→ EXTRAIT
En plus d’étudier le rendement, les scientifiques de l’Université du Michigan se sont également intéressés à l’hypothèse répandue selon laquelle il n’y aurait pas suffisamment de sources d’azote non synthétique - compost, fumier et débris végétaux - disponibles dans le monde pour soutenir une agriculture biologique à grande échelle. Par exemple, dans son livre Enriching the Earth : Fritz Haber, Carl Bosh, and the Transformation of World Food Production, Vaclav Smil affirme qu’environ deux tiers de la production alimentaire mondiale dépendent du procédé Haber-Bosch, une technique développée au début du 20ème siècle pour synthétiser des engrais ammoniaqués à partir de combustibles fossiles. (Smil admet avoir largement ignoré la contribution des plantes fixatrices d’azote et être parti du principe que certaines d’entre elles, comme le soja, étaient des consommatrices net d’azote, même s’il fait remarquer lui-même que la moitié en moyenne des engrais appliqués dans le monde se perd et ne profite pas aux plantes.) La plupart des gens qui ne croient pas que l’agriculture biologique puisse nourrir le monde se focalisent sur la quantité de fumier - et donc proportionnellement de pâturage et de têtes de bétails - nécessaire pour produire de l’engrais pour toutes les fermes biologiques de la planète. « Le problème de l’azote est différent selon les régions », affirme Don Lotter, un consultant agricole qui a beaucoup écrit à propos de l’agriculture biologique et de ses besoins en nutriments. « Mais on trouve beaucoup plus d’azote sous forme d’engrais vert que sous forme d’engrais animal. »

→ ITEMS FOURNIS
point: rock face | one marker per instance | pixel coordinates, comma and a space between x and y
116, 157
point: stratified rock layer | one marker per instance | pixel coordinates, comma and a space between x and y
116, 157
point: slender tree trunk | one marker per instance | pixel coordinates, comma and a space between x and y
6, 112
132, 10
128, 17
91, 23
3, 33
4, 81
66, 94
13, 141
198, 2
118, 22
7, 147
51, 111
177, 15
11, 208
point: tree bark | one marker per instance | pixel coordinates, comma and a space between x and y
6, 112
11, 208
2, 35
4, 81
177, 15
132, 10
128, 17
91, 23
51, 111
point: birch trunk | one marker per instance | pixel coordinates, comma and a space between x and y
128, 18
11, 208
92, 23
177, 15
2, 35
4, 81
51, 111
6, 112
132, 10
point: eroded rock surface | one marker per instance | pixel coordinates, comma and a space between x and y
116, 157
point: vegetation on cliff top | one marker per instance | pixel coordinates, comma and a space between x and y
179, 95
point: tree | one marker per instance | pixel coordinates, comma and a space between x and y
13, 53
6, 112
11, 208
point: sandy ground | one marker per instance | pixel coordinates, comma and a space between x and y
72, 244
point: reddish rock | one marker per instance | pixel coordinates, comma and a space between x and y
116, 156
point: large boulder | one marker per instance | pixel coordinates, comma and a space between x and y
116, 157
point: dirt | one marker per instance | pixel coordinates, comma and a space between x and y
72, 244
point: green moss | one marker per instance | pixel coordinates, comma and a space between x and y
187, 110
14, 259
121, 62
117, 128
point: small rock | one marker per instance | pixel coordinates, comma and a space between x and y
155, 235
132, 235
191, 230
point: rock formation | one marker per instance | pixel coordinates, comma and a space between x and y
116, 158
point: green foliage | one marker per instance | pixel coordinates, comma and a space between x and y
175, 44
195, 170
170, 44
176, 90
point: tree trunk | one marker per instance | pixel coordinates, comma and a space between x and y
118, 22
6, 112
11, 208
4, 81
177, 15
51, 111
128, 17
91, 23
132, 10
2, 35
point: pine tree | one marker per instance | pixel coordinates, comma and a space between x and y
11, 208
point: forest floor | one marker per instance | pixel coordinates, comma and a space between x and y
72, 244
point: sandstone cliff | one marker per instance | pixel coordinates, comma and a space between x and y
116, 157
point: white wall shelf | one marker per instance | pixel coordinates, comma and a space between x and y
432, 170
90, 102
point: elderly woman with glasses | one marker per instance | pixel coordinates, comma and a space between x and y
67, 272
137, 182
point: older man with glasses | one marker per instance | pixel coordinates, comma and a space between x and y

→ ACTIVITÉ
Donnez la suite de l'extrait sur les sources d'azote en agriculture biologique, à partir de sa dernière phrase. Les items n'interviennent pas dans ce travail.

→ RÉPONSE
En analysant 77 études menées dans les zones tempérées et sous les tropiques, l’équipe du Michigan a conclu qu’une utilisation plus grande des plantes fixatrices d’azote dans les principales régions agricoles pourrait permettre d’obtenir 58 millions de tonnes d’azote de plus que la quantité d’azote synthétique actuellement utilisée chaque année. Des recherches menées à l’Institut Rodale en Pennsylvanie ont montré que le trèfle violet, utilisé comme couvre-sol d’hiver dans une rotation avoine/blé - maïs - soja, sans ajouts d’engrais, permettait d’obtenir un rendement comparable à celui des champs cultivés de manière conventionnelle. Même dans les régions tropicales arides et semi-arides comme en Afrique de l’Est, où les disponibilités en eau sont limitées entre les périodes de culture, on peut utiliser pour fixer l’azote des engrais verts résistants à la sécheresse tels que les pois cajan ou le voandzou. Dans l’Etat de Washington, des cultivateurs de blé biologique ont rivalisé avec la production de leurs voisins non biologiques en utilisant la même rotation de pois fourragers pour obtenir de l’azote. Au Kenya, l’utilisation de légumineuses a permis à des fermiers de doubler ou de tripler leur production de maïs tout en éliminant certaines mauvaises herbes tenaces et en générant plus de fourrage pour les animaux.
Les résultats de l’étude menée par les scientifiques du Michigan permettent de penser qu’il ne sera pas nécessaire de défricher plus de terres pour obtenir suffisamment d’azote de manière naturelle et cela sans même avoir recours aux cultures intercalaires (plusieurs plantes cultivées en même temps dans le même champ), à la rotation entre bétail et cultures annuelles et l’inoculation dans le sol d’azotobacter, d’azospirillum et d’autres bactéries libres fixatrices d’azote.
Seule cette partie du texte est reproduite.